*Page extract*:
After that, I am considering going shopping for an outside table so that we can eat in the yard this summer. I'm longing for a deck, but who knows when T will get a chance to make that happen? In the meantime, the backyard is getting ever more pleasant, and I want to enjoy it in the evenings too.

There's lots of weeding to be done, especially in the Hill Country, as the spring ephemerals fade away. There's lots of everything to be done . . . inside and out, desk and house, garden and mind. 


Tuesday, May 23, 2023

Tuesday, Tuesday, here you are again. But you're supposed to be a sunny one, and tonight T and I will stroll out to our first minor-league game of the season, and I hope we won't be cold.

I've been pondering a few things lately. Rejection, obviously . . . that sharpened thorn, always honed to stab us, just as we think we can't bear one more no: But also the accidental slide into confidence, when suddenly we realize that we're doing the work we're meant to do, and doing it well. It is difficult to undergo both of these sensations simultaneously. It is always easier to default to I guess my work stinks. Because how can a writer square a career's worth of rejection with the inner knowledge that both the work and the act of doing it are immensely valuable . . . maybe not to the world at large, but in some other, less easily defined way?

As far as public acknowledgment goes, I've been luckier than some and unluckier than others. Judges and readers are subjective: there is no other way to be, in the literary world. Writing isn't a race with a finish line. Of course there's apprentice work, unready work, and a good editor or judge can weed that out. But when that good judge ends up with five excellently made books and one prize, then the choice inevitably devolves to personal inclination.

I think a lot about these issues, not just in terms of my own work but also as regards the work I edit. I frequently deal with manuscripts that have won prizes but then come to me to be "fixed up" before publication. Sometimes that means catching a few typos and asking the author a couple of questions. Sometimes, however, it means serious rewriting . . . which is to say: the book that won the prize was not tagged because of its fine prose or prosody but because judges identified a strength that trumped fine prose or prosody. For those of us who focus deeply on language, this may feel like a painful irony: a creative writing prize given to a book with subpar creative writing . . . how is this a tolerable outcome? But what if the book tells a story that needs to be told? What if the judge has never seen anyone try to tell that story before? Things get complicated, up there in the judge's booth.

I've just finished teaching a manuscript class--a class where I always have to end by telling the participants that I cannot guarantee they'll ever be published. All I can do is offer them a set of entry points into their own creative engagement with the process of collecting poems. It's frustrating for them; it's frustrating for all of us; it will always be frustrating. The eminent poets I know personally still fume and sigh and second-guess themselves, still feel left out and overlooked, still wonder if it's all been a waste.

*Records shown*:

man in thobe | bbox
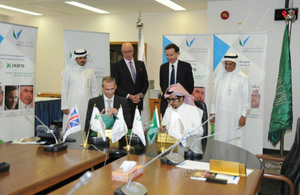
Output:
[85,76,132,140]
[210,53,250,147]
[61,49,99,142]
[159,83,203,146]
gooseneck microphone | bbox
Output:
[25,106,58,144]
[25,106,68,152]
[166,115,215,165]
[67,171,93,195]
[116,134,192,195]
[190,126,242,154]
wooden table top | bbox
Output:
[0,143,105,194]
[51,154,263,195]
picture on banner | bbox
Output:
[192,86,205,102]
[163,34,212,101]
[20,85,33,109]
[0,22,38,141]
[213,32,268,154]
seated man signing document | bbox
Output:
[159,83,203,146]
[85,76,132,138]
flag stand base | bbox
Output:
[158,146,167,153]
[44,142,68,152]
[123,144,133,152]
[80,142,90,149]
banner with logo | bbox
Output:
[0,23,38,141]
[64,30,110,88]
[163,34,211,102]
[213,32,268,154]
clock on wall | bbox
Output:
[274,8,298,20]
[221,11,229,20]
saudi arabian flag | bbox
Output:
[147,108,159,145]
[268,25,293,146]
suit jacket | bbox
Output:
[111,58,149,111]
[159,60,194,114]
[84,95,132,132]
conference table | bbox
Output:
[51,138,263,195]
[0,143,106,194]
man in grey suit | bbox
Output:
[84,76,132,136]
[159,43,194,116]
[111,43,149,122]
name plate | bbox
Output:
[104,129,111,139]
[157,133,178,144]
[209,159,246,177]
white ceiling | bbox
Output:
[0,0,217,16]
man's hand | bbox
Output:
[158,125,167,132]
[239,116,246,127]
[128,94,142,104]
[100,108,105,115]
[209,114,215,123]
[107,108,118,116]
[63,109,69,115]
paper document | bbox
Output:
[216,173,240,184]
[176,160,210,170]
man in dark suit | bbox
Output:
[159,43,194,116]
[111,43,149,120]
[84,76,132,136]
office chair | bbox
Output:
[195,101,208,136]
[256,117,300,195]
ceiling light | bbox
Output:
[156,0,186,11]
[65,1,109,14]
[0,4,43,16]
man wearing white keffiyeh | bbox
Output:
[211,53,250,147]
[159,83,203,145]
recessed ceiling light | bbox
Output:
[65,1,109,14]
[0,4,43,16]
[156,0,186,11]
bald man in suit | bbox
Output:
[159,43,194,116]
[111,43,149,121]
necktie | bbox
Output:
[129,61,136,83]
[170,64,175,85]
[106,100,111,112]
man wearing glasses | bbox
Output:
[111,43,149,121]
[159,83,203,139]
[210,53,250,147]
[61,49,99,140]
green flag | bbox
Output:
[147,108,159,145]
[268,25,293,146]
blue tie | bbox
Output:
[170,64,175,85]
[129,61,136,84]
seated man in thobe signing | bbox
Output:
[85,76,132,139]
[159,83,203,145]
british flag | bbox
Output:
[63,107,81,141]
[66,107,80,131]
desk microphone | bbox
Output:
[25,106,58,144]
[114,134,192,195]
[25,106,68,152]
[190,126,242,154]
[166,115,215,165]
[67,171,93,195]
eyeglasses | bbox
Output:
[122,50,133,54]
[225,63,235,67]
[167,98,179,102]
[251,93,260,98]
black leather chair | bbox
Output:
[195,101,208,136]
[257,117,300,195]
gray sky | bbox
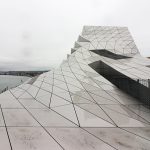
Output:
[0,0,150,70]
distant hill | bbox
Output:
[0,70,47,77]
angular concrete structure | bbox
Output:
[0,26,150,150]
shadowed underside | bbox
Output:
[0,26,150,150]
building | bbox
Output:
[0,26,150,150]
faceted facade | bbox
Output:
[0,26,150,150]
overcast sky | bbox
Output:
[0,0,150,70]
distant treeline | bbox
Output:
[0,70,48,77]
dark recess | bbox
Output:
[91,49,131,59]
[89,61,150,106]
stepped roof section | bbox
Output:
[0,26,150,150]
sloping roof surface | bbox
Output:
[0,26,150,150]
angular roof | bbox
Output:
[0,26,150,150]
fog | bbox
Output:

--

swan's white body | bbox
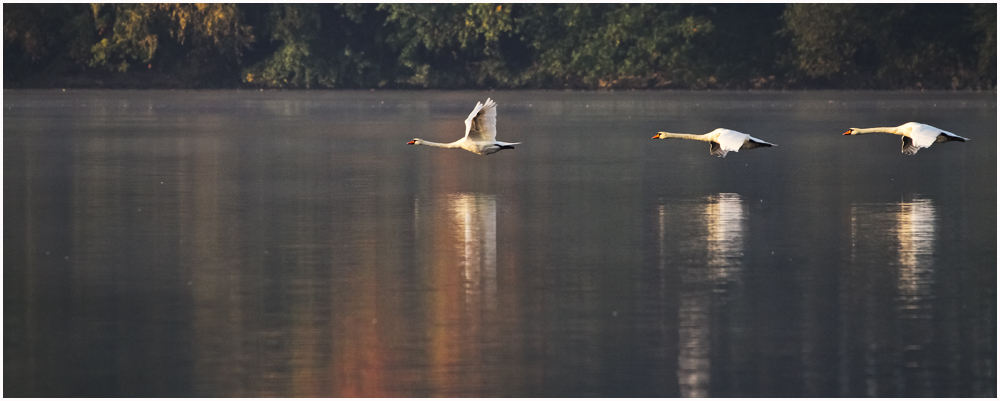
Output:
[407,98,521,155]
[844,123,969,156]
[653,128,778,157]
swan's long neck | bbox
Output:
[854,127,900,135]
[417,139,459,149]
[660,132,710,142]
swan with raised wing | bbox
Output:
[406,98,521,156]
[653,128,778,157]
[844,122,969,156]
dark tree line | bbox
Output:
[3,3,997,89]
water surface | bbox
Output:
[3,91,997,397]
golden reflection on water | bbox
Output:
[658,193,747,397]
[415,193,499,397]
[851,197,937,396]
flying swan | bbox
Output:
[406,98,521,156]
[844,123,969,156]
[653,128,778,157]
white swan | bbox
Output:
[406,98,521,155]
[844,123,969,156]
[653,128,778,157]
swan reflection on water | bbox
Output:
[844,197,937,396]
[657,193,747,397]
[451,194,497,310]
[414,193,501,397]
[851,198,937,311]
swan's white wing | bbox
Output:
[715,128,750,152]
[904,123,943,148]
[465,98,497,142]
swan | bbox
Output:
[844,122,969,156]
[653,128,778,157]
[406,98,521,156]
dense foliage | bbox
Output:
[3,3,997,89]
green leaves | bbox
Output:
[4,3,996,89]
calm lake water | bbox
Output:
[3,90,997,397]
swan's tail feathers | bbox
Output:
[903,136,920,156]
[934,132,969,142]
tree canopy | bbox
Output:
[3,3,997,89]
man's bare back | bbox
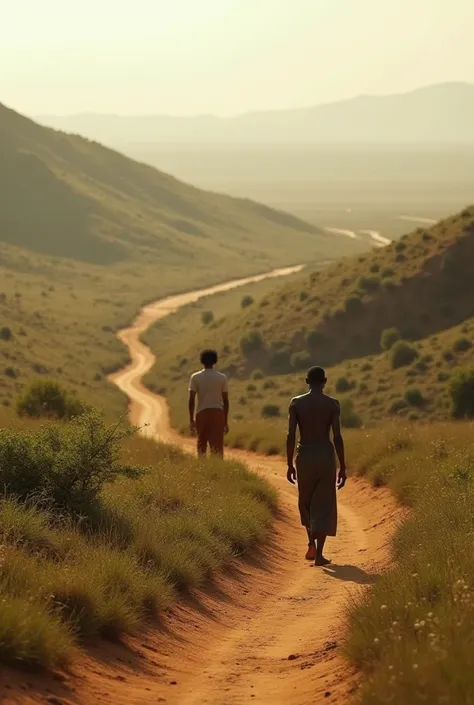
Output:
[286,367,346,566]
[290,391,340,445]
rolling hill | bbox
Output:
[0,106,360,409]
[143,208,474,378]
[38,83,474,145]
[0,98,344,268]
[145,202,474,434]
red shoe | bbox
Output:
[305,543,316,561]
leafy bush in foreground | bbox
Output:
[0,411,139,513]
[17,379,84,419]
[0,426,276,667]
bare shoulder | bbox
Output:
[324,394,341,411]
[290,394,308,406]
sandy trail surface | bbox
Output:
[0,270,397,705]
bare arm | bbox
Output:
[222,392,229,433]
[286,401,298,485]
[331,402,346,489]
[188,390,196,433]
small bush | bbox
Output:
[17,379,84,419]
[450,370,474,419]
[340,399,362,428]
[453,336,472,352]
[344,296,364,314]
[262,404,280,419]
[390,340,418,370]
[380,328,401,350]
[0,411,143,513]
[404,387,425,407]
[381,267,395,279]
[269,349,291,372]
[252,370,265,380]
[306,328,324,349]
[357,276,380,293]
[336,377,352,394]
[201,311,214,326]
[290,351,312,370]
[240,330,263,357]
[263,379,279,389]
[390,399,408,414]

*Exercises*:
A. From the journal entry about rejection and confidence, return the passage that begins at the words "There's lots of weeding" and stops after "won't be cold.", copying it character for character.
B. Translate this sentence from the journal entry about rejection and confidence into Spanish: "Writing isn't a race with a finish line."

*Written responses*:
A.
There's lots of weeding to be done, especially in the Hill Country, as the spring ephemerals fade away. There's lots of everything to be done . . . inside and out, desk and house, garden and mind. 


Tuesday, May 23, 2023

Tuesday, Tuesday, here you are again. But you're supposed to be a sunny one, and tonight T and I will stroll out to our first minor-league game of the season, and I hope we won't be cold.

B. Escribir no es una carrera con línea de meta.